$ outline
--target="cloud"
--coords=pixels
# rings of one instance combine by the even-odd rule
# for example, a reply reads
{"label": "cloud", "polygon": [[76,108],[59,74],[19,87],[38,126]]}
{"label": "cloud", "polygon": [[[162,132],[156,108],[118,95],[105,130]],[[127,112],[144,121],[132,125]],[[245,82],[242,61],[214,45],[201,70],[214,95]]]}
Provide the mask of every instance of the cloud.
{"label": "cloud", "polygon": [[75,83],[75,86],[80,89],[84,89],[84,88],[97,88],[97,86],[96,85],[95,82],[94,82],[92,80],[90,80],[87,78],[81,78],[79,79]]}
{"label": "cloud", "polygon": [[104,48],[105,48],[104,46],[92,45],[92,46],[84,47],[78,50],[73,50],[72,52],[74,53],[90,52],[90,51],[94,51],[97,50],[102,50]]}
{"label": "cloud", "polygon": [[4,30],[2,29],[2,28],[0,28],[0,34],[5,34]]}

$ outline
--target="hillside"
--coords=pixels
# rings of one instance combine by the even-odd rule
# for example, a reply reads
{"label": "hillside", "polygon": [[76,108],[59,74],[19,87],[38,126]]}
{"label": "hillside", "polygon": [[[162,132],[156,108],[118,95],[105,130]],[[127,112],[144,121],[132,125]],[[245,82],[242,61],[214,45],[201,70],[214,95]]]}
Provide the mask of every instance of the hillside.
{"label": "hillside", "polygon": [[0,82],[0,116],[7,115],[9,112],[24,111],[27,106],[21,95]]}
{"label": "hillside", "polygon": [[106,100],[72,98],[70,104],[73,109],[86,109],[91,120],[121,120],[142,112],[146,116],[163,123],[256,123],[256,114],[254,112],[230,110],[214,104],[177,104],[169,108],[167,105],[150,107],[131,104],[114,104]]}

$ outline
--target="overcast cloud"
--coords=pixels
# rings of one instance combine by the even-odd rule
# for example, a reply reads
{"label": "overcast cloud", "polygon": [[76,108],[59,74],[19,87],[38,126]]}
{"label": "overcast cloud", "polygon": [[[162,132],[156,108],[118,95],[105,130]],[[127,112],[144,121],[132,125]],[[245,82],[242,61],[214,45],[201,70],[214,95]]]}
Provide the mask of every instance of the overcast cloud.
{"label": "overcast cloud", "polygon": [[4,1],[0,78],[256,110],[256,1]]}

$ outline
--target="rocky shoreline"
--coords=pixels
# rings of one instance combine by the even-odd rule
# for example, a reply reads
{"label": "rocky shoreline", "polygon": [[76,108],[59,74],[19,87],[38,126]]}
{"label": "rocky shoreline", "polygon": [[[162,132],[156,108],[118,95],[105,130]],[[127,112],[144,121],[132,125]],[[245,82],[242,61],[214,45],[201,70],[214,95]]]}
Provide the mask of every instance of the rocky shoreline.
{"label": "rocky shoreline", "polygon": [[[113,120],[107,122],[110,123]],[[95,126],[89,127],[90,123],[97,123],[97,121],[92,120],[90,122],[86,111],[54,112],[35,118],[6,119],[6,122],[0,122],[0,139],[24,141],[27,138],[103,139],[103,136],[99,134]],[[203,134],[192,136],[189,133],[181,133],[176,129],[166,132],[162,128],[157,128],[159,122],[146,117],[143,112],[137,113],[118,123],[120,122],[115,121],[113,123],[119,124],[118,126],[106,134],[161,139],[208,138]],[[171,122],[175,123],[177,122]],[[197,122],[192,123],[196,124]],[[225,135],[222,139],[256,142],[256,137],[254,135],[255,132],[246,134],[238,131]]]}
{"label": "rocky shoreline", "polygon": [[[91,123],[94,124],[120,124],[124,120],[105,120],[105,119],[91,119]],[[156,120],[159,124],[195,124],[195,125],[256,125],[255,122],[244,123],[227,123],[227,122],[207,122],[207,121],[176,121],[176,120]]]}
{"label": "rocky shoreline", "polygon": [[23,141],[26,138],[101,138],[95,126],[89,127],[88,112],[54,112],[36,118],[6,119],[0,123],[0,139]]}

#####

What needs to be done | Print the whole listing exactly as it is.

Solution below |
$ outline
--target="cloud"
--coords=pixels
# rings of one instance combine by the even-odd rule
# for example, a reply reads
{"label": "cloud", "polygon": [[76,108],[59,74],[19,87],[38,126]]}
{"label": "cloud", "polygon": [[[162,132],[156,108],[118,95],[105,130]],[[127,112],[144,121],[132,125]],[[245,82],[242,61],[214,45],[201,70],[214,95]]]}
Provide the mask of every instance of the cloud.
{"label": "cloud", "polygon": [[75,83],[75,86],[80,89],[84,89],[84,88],[97,88],[97,86],[96,85],[95,82],[94,82],[92,80],[90,80],[87,78],[81,78],[79,79]]}
{"label": "cloud", "polygon": [[104,48],[105,48],[104,46],[92,45],[92,46],[84,47],[78,50],[73,50],[72,52],[74,53],[90,52],[90,51],[94,51],[97,50],[102,50]]}
{"label": "cloud", "polygon": [[4,30],[2,29],[2,28],[0,28],[0,34],[5,34]]}

$ outline
--target="hillside"
--coords=pixels
# rings of one instance combine by the even-odd rule
# for example, a reply reads
{"label": "hillside", "polygon": [[76,108],[59,74],[19,87],[38,126]]}
{"label": "hillside", "polygon": [[[162,132],[156,108],[118,95],[105,130]],[[127,112],[144,121],[132,125]],[[245,82],[242,61],[214,45],[201,70],[214,95]]]}
Provide the mask of every instance of the hillside.
{"label": "hillside", "polygon": [[0,82],[0,116],[7,115],[9,112],[24,111],[27,106],[21,95]]}
{"label": "hillside", "polygon": [[106,100],[72,98],[70,104],[73,109],[86,109],[91,120],[121,120],[142,112],[146,116],[163,123],[256,123],[256,114],[254,112],[230,110],[214,104],[177,104],[169,108],[167,105],[150,107],[131,104],[114,104]]}

$ outline
--target="overcast cloud"
--coords=pixels
# rings of one instance combine by the even-odd rule
# for example, a reply reads
{"label": "overcast cloud", "polygon": [[76,108],[59,74],[19,87],[38,126]]}
{"label": "overcast cloud", "polygon": [[[162,132],[156,108],[118,95],[105,130]],[[127,112],[144,121],[132,125]],[[245,82],[242,61],[214,45],[201,70],[214,95]]]}
Provide the mask of every instance of the overcast cloud.
{"label": "overcast cloud", "polygon": [[4,1],[0,78],[256,110],[256,1]]}

$ outline
--target="rocky shoreline"
--coords=pixels
# rings of one instance combine by the even-odd rule
# for example, a reply reads
{"label": "rocky shoreline", "polygon": [[76,108],[59,74],[19,87],[38,126]]}
{"label": "rocky shoreline", "polygon": [[[162,132],[156,108],[118,95],[105,130]],[[127,112],[144,121],[132,125]],[[245,82],[242,61],[214,45],[201,70],[214,95]]]}
Provide the mask of every instance of the rocky shoreline.
{"label": "rocky shoreline", "polygon": [[[113,120],[107,122],[110,123]],[[95,126],[89,127],[90,123],[97,123],[97,121],[92,120],[90,122],[86,111],[54,112],[35,118],[6,119],[6,122],[0,122],[0,139],[24,141],[27,138],[103,139],[103,136],[99,134]],[[203,134],[192,136],[189,133],[181,133],[176,129],[166,132],[162,128],[157,128],[159,122],[146,117],[143,112],[137,113],[118,123],[120,122],[115,121],[113,123],[119,124],[118,126],[106,134],[161,139],[208,138]],[[171,122],[175,123],[177,122]],[[197,122],[192,123],[196,124]],[[225,135],[222,139],[256,142],[256,137],[254,135],[255,132],[246,134],[238,131]]]}
{"label": "rocky shoreline", "polygon": [[[91,123],[94,124],[120,124],[124,120],[105,120],[105,119],[91,119]],[[156,120],[159,124],[195,124],[195,125],[256,125],[255,122],[244,123],[227,123],[227,122],[207,122],[207,121],[176,121],[176,120]]]}
{"label": "rocky shoreline", "polygon": [[23,141],[26,138],[101,138],[95,126],[89,127],[88,112],[54,112],[36,118],[6,119],[0,123],[0,139]]}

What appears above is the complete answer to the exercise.